* [Extracted entries]
+ + +

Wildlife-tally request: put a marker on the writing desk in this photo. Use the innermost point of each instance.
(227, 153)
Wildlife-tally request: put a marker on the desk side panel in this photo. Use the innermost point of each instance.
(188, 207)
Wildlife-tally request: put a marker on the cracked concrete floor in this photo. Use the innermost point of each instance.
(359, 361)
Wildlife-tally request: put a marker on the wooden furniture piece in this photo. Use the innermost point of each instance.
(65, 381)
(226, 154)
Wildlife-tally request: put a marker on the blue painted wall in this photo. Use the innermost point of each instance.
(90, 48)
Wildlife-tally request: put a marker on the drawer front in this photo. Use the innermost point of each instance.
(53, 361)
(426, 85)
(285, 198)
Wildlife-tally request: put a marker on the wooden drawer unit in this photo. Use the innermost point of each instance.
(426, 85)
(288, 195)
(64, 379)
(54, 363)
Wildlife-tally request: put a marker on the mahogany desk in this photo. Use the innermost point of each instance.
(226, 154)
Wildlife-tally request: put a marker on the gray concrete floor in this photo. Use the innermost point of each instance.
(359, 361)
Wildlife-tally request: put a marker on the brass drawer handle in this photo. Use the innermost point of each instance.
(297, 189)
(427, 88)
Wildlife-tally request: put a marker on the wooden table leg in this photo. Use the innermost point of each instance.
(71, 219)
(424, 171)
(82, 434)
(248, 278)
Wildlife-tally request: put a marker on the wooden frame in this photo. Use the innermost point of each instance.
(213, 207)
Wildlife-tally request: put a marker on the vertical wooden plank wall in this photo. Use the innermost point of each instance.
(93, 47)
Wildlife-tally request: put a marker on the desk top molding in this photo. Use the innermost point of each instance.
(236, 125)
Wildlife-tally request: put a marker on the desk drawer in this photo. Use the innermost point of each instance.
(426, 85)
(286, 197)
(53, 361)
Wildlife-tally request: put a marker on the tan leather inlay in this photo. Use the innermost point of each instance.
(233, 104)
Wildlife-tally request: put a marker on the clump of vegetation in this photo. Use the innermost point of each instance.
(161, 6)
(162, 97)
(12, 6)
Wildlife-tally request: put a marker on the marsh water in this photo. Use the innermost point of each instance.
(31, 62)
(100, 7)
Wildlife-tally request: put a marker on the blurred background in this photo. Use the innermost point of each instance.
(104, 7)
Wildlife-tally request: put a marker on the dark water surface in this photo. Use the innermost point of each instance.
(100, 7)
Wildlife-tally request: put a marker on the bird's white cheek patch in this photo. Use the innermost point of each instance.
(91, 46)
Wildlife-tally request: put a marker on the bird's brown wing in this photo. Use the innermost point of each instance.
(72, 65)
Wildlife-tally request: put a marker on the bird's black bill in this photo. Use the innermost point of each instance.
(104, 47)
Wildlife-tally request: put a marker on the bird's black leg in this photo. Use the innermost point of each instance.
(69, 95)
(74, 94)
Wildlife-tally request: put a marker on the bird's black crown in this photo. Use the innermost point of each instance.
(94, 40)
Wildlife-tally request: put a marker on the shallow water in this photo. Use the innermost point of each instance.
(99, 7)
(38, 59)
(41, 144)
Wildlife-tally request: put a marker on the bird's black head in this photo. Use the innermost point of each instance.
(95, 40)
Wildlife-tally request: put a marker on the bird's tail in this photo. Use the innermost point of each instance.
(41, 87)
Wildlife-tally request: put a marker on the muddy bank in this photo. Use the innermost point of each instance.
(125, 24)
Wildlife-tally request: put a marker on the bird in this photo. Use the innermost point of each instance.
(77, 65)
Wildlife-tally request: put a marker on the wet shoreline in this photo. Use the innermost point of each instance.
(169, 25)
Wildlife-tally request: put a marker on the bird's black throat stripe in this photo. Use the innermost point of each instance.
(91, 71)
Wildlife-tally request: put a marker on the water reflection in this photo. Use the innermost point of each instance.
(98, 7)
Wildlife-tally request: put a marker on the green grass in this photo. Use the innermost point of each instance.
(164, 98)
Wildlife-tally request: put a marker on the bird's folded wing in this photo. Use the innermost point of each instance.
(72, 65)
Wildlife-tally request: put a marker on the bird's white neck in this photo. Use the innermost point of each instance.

+ + +

* [Goal of the exercise]
Set out the stretch from the line containing "Wildlife-tally request: put a marker on the green" through the end of the records as a Markdown table with the columns No. and Entry, one row per line, leaving out any blank lines.

* [Reply to the exercise]
| No. | Entry |
|---|---|
| 1 | Wildlife-tally request: put a marker on the green grass in this photo. Use the innermost point of each instance. |
| 2 | (164, 98) |
| 3 | Wildlife-tally request: put a marker on the bird's folded wing in this photo. Use the innermost point of each instance. |
| 4 | (72, 65) |
| 5 | Wildlife-tally request: put a marker on the bird's white neck in this photo. Use the innermost point of each instance. |